Records excerpted from a collection

--------------------

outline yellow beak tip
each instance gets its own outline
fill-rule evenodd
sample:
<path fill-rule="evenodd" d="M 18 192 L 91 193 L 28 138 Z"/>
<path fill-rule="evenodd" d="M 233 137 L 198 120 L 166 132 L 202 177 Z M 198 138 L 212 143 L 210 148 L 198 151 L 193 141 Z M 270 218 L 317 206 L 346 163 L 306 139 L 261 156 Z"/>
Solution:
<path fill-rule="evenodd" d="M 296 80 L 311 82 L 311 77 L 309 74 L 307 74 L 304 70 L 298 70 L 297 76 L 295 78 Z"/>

--------------------

▶ Exercise goal
Which lines above run from the one containing "each instance gets its own outline" down to the one containing "233 137 L 198"? Repeat exactly those, both ends included, and nothing else.

▶ Your response
each instance gets its own outline
fill-rule evenodd
sample:
<path fill-rule="evenodd" d="M 18 192 L 91 193 L 28 138 Z"/>
<path fill-rule="evenodd" d="M 233 137 L 198 120 L 166 132 L 202 177 Z M 198 138 L 212 143 L 210 148 L 198 151 L 193 141 Z M 270 218 L 317 206 L 346 163 L 306 139 L 261 156 Z"/>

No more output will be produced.